(Data excerpts on pointing at objects)
## Begin

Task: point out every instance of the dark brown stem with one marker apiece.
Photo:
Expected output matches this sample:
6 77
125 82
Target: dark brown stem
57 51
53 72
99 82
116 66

## End

● **Prompt**
Rewrite the data above with every "stem" switched to "stalk" and everything else left unchanged.

● **Answer to the task**
Task: point out every instance of the dark brown stalk with one marker apiece.
Photo:
Expected output matches this sample:
6 77
125 82
Target: dark brown stalk
57 51
53 72
99 82
116 66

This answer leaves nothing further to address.